#### [PROBLEM DESCRIPTION]
Swap "Mark a point" for "Place a point" everywhere in the data below and reproduce the rest unchanged, leaving out the pictures.

[Begin]

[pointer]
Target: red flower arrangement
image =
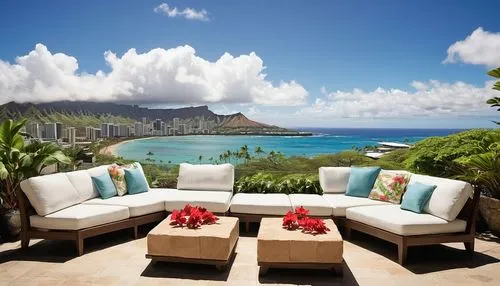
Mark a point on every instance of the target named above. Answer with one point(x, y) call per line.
point(192, 217)
point(300, 219)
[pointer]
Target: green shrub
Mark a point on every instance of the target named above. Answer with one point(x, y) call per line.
point(444, 156)
point(277, 183)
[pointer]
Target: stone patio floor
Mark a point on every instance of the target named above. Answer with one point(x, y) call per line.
point(116, 259)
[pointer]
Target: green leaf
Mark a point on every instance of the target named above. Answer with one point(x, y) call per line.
point(4, 173)
point(495, 73)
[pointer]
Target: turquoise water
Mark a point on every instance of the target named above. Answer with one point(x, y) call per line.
point(324, 141)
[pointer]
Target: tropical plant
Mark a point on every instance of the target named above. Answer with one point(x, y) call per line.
point(274, 183)
point(484, 169)
point(495, 101)
point(19, 161)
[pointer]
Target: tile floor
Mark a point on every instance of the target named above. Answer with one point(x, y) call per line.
point(116, 259)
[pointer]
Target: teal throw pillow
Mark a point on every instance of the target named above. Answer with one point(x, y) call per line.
point(104, 186)
point(416, 196)
point(136, 182)
point(361, 181)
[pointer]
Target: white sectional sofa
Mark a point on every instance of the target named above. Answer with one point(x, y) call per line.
point(440, 223)
point(67, 206)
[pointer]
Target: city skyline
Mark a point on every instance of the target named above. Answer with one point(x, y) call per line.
point(331, 64)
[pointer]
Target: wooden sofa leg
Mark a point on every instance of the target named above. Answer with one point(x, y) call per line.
point(402, 252)
point(79, 245)
point(469, 247)
point(136, 231)
point(25, 240)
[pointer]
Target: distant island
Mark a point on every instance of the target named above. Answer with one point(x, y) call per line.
point(83, 120)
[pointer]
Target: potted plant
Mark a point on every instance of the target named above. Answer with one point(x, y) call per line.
point(20, 160)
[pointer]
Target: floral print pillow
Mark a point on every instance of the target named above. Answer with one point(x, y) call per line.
point(117, 174)
point(389, 187)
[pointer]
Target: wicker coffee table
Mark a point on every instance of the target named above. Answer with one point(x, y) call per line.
point(281, 248)
point(211, 244)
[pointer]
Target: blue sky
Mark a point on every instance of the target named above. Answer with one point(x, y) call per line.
point(332, 56)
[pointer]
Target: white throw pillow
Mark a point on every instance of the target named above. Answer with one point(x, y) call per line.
point(448, 198)
point(82, 182)
point(50, 193)
point(206, 177)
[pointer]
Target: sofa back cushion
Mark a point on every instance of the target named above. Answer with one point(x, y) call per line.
point(97, 171)
point(448, 198)
point(83, 184)
point(50, 193)
point(334, 179)
point(206, 177)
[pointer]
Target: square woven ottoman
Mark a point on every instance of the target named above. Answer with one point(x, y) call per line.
point(210, 244)
point(281, 248)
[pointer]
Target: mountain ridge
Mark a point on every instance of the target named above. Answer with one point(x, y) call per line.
point(40, 111)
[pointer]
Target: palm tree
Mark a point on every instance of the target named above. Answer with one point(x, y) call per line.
point(259, 151)
point(19, 161)
point(495, 101)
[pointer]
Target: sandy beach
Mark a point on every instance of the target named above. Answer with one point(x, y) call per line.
point(111, 150)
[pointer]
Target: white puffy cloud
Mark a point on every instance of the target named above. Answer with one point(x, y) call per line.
point(429, 99)
point(187, 13)
point(173, 76)
point(479, 48)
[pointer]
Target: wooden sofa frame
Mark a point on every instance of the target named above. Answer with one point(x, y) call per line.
point(28, 232)
point(468, 213)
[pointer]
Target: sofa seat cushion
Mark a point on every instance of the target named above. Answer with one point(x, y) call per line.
point(448, 198)
point(80, 216)
point(139, 204)
point(316, 204)
point(217, 202)
point(341, 203)
point(393, 219)
point(262, 204)
point(50, 193)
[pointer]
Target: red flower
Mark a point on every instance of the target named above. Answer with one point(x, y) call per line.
point(194, 220)
point(290, 221)
point(208, 217)
point(399, 180)
point(178, 218)
point(187, 209)
point(301, 212)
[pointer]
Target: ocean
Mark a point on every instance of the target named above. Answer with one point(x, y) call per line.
point(180, 149)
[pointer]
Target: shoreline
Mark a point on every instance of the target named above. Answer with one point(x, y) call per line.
point(111, 150)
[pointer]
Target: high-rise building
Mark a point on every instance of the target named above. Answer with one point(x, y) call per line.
point(176, 123)
point(58, 130)
point(72, 135)
point(139, 129)
point(182, 129)
point(97, 134)
point(115, 130)
point(50, 131)
point(105, 130)
point(88, 132)
point(157, 125)
point(123, 130)
point(34, 130)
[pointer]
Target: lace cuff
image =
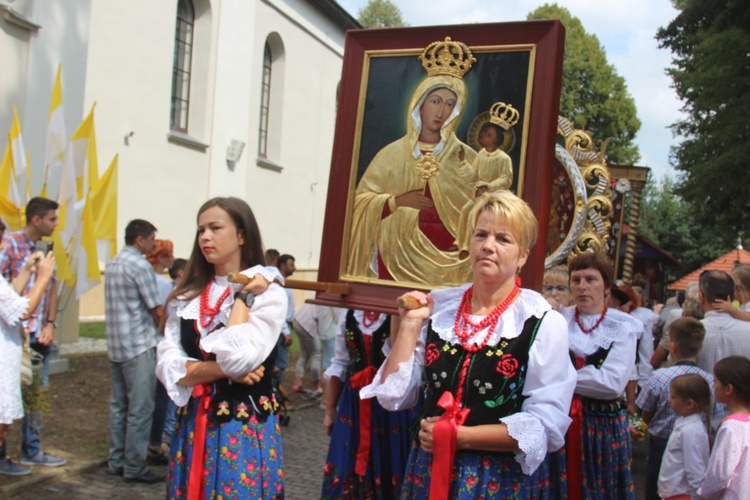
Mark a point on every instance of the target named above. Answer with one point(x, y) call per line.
point(532, 442)
point(392, 393)
point(230, 346)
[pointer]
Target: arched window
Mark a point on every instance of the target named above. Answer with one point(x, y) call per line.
point(183, 54)
point(265, 101)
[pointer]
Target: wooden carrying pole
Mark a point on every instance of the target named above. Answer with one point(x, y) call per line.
point(316, 286)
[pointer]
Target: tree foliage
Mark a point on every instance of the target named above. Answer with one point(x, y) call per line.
point(380, 14)
point(710, 42)
point(669, 221)
point(593, 95)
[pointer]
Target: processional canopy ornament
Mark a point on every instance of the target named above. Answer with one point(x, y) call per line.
point(447, 58)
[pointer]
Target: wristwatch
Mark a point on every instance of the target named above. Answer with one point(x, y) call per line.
point(247, 297)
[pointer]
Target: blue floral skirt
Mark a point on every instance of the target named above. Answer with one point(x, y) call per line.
point(478, 475)
point(243, 459)
point(390, 443)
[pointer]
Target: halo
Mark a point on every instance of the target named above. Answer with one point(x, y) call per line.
point(472, 136)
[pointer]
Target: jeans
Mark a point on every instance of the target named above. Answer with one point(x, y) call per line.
point(656, 448)
point(131, 408)
point(31, 427)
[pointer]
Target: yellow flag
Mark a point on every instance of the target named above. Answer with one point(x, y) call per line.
point(104, 207)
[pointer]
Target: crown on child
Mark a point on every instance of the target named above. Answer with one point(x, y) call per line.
point(504, 115)
point(447, 58)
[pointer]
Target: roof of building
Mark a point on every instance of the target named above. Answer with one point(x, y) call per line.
point(724, 263)
point(337, 14)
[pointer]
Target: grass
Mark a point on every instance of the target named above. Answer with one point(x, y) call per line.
point(92, 330)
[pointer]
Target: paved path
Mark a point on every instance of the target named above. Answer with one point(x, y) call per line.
point(305, 446)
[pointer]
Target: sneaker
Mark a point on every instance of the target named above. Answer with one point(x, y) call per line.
point(44, 458)
point(9, 468)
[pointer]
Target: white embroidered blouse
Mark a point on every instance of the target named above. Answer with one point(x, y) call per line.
point(238, 349)
point(541, 424)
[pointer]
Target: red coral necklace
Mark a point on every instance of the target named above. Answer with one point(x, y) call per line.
point(369, 318)
point(467, 328)
point(207, 313)
point(596, 325)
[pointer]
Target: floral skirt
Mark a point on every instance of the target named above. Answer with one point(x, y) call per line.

[End]

#### [SOLUTION TO THIS PROBLEM]
[pointer]
Target: red flower arrangement
image =
Place a point on every instance of the target named above. Answer with one point(x, y) call per line.
point(192, 217)
point(300, 219)
[pointer]
Target: green shrub
Place a point on every instance of the target named above. Answer with one point(x, y) call per line.
point(444, 156)
point(277, 183)
[pointer]
Target: stone patio floor
Place a point on every instance of the target named above. Answer with one point(x, y) call per line.
point(116, 259)
[pointer]
Target: green leaf
Place a point on every instance of the target named above. Answer with one point(x, y) call per line.
point(4, 173)
point(495, 73)
[pointer]
Target: turquoise water
Place a point on every instance of the target named above. Answer with one point(x, y) call per line.
point(324, 141)
[pointer]
Target: tropical plant
Place a point on every instance of the target named above. Answer with one point(x, y) call per line.
point(274, 183)
point(484, 169)
point(495, 101)
point(19, 161)
[pointer]
Target: tile floor
Place a point on every instance of the target named above. Answer with one point(x, y) call per line.
point(116, 259)
[pointer]
Target: teal throw pillow
Place a point on every instance of the target named above. Answer with one point(x, y) call per line.
point(104, 186)
point(416, 196)
point(136, 182)
point(361, 181)
[pointer]
Target: white sectional sofa
Place a point on every instance of the target named above. Answer with one point(x, y) call per line.
point(440, 223)
point(67, 206)
[pointer]
Target: city skyline
Place a point on every instance of the target named above. Answer with one point(x, y) call per line.
point(331, 64)
[pointer]
Target: wooden sofa leg
Place a point on every instance of the target named above. Answer with one point(x, y) call per line.
point(402, 252)
point(79, 245)
point(469, 247)
point(136, 231)
point(25, 240)
[pointer]
Target: distant island
Place a point on every instance of the target named above. Answer with one point(x, y) call per line.
point(83, 120)
[pointer]
Target: potted plant
Place a point on every instance of the target named above. Answer with one point(x, y) call per line.
point(20, 160)
[pointer]
Target: floral print pillow
Place a point on every instance of the target named above. Answer with one point(x, y) call per line.
point(117, 174)
point(389, 187)
[pointer]
Target: wicker coffee table
Place a point on every instance of the target named above. Answer with one point(x, y) call per line.
point(281, 248)
point(211, 244)
[pointer]
Target: blue sky
Place a point on every instance of the target named above. Answer with one point(x, y) call per line.
point(332, 56)
[pointer]
Target: white throw pillow
Place a point on every instance of the target named above. Answer with one point(x, y) call per line.
point(448, 198)
point(82, 182)
point(50, 193)
point(206, 177)
[pointer]
Target: sofa back cushion
Place a point on every instance of the target named above. Answer with one point(x, y) call per line.
point(97, 171)
point(448, 198)
point(83, 184)
point(50, 193)
point(334, 179)
point(206, 177)
[pointer]
Target: square woven ottoman
Place a point on every instance of the target named above. Answer with one point(x, y) call per line.
point(210, 244)
point(281, 248)
[pointer]
Target: mountain ridge
Place a point on every instance of the target named above. Answer with one point(x, y) call per line.
point(40, 111)
[pointer]
Target: palm tree
Place a point on every instance of the target named above. Answer with one point(x, y) call per line.
point(259, 151)
point(19, 161)
point(495, 101)
[pointer]
Target: sandy beach
Place a point on every instance of the target named above. Answer with one point(x, y) call per line.
point(111, 150)
[pointer]
Target: white puffy cloud
Place a point on every instance of the target named above. Answer with one point(x, y) call per line.
point(429, 99)
point(187, 13)
point(173, 76)
point(479, 48)
[pointer]
Target: wooden sofa frame
Place a point on every instance of the target named above. Answer with one point(x, y) call per line.
point(28, 232)
point(468, 213)
[pointer]
Target: sofa seat cushion
Place a point on every instance of the target named above. Answer with one point(x, y) call per line.
point(448, 198)
point(80, 216)
point(139, 204)
point(316, 204)
point(217, 202)
point(341, 203)
point(393, 219)
point(262, 204)
point(50, 193)
[pointer]
Target: red flower
Place a point on every instance of the target named above. Answer with one point(x, y) call per line.
point(194, 220)
point(290, 221)
point(208, 217)
point(399, 180)
point(178, 218)
point(187, 209)
point(301, 212)
[pointer]
Target: ocean
Place a point on every instance of the target named above. Answer with one point(x, y) call per line.
point(180, 149)
[pointer]
Target: shoreline
Place a point on every instance of the target named above. Answer with one point(x, y) call per line.
point(111, 150)
[pointer]
Target: high-rise building
Place a point on every instance of the target named above. Answer with one point(x, y) call per line.
point(176, 123)
point(58, 130)
point(72, 135)
point(139, 129)
point(182, 129)
point(97, 134)
point(115, 130)
point(50, 131)
point(105, 130)
point(88, 132)
point(157, 125)
point(123, 130)
point(34, 130)
[pointer]
Target: lace cuff
image =
Place a point on every instance of the target named above. Answer with one point(x, y) call per line.
point(532, 442)
point(392, 393)
point(230, 346)
[pointer]
Target: arched window
Place a point on every instance of the target named above. Answer with one point(x, y) call per line.
point(183, 54)
point(265, 101)
[pointer]
Target: wooden carrying pole
Place a point on every instance of the target named above. Answer with one point(x, y) call per line.
point(316, 286)
[pointer]
Target: tree foliage
Place a point on every instance of the target named above. Answer with one point(x, y) call per line.
point(380, 14)
point(710, 42)
point(669, 221)
point(593, 95)
[pointer]
Target: processional canopy ornament
Place a point on every instance of the target named above. Answer with one point(x, y) call per line.
point(447, 58)
[pointer]
Target: wristwatch
Place a point on every instance of the target named above. Answer with one point(x, y) call per line.
point(247, 297)
[pointer]
Target: blue floral skirt
Place a point on every instance of the target named above. Answer with one point(x, y) call per line.
point(478, 475)
point(243, 459)
point(390, 443)
[pointer]
Target: halo
Place a point on every instance of the target named above. Answer with one point(x, y) call per line.
point(472, 136)
[pointer]
Target: jeans
Place a point on every instance of the target named above. Answer with one point(x, y) call per line.
point(656, 448)
point(131, 408)
point(31, 427)
[pointer]
Target: yellow flag
Place a point on every instance of the target named above. Answer with one point(x, y) call per line.
point(104, 207)
[pointer]
Target: crown on child
Place a point on every instance of the target named above. Answer with one point(x, y) call per line.
point(504, 115)
point(447, 58)
[pointer]
Target: roof of building
Place a point on every instance of the target named above. Answer with one point(x, y) call per line.
point(724, 263)
point(337, 14)
[pointer]
Target: grass
Place a point on every instance of the target named above. Answer with one point(x, y) call per line.
point(92, 330)
[pointer]
Target: paved path
Place a point on every instance of the target named above. Answer with one point(x, y) call per line.
point(305, 446)
[pointer]
Target: sneaker
Place a point on every instance of the target named above. Answer with one point(x, y) call per line.
point(44, 458)
point(9, 468)
[pointer]
Target: white embroidered blouse
Place a point on every instance of the target named above. Answer with one point(x, y) call per line.
point(238, 349)
point(541, 424)
[pointer]
Target: red coral necklace
Place a point on every instance of the target named above. Answer with one point(x, y) call per line.
point(369, 318)
point(467, 328)
point(207, 313)
point(596, 325)
[pointer]
Target: floral skirt
Place a point on every instance of the target named above. Answer with one point(x, y) call per line.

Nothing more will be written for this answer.